Task directions:
Count the lines in the data below that contain the string "lava", matching case exactly. Give only the number.

Saved entries:
************
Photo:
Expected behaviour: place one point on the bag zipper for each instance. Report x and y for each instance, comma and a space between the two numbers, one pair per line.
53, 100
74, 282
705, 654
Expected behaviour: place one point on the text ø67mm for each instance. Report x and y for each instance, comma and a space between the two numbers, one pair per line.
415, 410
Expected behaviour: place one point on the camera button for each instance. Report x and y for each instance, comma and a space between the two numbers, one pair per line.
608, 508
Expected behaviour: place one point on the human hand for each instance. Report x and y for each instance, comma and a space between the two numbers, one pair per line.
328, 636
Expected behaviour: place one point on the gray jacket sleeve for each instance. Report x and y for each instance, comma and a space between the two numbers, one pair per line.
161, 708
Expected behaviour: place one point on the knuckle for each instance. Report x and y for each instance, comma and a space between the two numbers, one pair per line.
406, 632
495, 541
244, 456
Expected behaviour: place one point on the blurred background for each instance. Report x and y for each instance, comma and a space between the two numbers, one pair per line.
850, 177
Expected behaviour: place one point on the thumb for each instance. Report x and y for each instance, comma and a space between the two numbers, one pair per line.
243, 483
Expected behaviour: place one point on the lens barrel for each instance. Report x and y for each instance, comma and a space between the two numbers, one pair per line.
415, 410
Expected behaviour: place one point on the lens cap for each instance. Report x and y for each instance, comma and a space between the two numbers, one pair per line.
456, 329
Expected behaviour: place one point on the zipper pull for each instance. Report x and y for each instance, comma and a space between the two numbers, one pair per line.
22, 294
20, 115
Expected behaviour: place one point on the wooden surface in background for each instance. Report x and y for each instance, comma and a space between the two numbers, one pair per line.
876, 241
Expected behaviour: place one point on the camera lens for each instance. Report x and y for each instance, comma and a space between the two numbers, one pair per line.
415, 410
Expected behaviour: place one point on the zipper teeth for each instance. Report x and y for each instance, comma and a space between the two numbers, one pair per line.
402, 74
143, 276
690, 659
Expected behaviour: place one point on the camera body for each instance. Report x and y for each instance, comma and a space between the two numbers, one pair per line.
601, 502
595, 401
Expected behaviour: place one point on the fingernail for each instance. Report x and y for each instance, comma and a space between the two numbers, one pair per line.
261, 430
************
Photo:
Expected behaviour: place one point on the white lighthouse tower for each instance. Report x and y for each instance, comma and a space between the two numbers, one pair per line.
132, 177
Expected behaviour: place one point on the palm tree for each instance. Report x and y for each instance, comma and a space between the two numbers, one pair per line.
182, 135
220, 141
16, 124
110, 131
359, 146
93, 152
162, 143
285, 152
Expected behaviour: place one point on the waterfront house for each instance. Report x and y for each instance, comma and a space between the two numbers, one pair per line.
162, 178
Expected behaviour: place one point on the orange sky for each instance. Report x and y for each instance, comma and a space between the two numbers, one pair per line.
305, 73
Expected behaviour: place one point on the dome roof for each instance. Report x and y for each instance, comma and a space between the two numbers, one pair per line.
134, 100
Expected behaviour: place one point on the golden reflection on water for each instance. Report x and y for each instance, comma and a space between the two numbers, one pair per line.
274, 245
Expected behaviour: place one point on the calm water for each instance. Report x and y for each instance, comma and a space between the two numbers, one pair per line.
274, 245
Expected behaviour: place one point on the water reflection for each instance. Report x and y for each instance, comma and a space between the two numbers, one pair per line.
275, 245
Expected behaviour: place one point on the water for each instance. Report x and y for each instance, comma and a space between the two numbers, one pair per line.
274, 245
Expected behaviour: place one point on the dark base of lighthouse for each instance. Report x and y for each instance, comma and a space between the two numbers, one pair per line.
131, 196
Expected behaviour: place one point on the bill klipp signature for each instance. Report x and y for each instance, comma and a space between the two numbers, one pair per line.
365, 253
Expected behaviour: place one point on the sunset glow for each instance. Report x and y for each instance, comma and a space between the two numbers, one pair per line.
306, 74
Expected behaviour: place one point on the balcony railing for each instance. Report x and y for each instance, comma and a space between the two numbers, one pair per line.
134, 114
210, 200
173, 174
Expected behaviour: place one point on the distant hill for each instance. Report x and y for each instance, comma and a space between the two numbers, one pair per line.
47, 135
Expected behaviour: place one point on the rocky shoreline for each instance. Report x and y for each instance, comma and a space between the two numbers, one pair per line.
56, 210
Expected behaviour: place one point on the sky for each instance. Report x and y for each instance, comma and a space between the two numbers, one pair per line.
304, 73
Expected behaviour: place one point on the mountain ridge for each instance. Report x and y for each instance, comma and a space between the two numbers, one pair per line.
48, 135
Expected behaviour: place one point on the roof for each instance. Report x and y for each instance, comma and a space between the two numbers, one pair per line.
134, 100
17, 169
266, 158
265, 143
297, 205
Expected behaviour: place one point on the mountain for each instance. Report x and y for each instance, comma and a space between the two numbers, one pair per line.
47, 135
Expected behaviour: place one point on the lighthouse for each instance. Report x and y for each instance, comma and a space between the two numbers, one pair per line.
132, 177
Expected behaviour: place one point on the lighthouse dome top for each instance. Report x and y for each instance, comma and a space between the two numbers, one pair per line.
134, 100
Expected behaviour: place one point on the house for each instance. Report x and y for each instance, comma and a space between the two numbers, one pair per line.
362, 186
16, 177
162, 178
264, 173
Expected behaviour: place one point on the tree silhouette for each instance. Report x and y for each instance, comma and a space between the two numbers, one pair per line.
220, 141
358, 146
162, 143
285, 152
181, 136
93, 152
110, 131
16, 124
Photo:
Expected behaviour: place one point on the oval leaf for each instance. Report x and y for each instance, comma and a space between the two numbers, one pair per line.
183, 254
************
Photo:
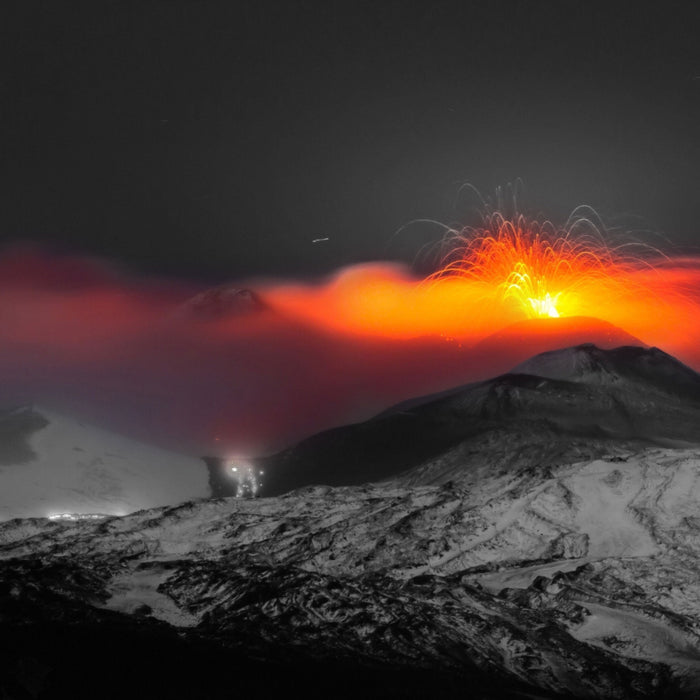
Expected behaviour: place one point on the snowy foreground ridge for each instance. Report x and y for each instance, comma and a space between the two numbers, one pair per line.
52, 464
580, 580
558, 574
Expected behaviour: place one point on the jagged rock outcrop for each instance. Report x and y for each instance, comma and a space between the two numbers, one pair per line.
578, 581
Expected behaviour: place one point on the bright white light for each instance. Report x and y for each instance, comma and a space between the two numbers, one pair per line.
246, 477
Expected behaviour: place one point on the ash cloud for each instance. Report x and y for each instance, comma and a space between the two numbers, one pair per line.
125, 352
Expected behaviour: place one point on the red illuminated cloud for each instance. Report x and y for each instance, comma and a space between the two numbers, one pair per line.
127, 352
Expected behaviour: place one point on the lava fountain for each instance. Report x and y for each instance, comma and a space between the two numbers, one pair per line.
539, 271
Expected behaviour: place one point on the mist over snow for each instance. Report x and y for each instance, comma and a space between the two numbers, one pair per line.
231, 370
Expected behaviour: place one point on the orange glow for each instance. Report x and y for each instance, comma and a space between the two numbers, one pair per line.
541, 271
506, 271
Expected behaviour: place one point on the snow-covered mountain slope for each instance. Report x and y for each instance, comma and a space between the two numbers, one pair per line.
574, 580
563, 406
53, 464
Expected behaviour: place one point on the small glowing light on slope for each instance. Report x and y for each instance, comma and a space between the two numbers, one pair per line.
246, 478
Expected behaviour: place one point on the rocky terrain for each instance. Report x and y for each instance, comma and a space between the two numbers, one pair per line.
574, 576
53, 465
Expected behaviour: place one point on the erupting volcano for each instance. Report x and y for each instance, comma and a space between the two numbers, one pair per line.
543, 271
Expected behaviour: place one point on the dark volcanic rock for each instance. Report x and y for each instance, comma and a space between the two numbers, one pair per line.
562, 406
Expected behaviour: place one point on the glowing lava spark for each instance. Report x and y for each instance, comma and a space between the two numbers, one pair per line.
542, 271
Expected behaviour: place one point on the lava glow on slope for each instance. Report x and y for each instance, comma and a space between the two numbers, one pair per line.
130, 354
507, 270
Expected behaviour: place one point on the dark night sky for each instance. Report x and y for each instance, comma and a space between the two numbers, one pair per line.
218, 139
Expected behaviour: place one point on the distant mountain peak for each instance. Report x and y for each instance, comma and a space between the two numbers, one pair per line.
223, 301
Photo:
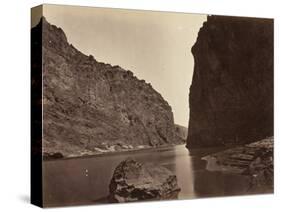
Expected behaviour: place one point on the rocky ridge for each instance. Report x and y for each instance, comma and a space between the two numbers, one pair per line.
************
Result:
3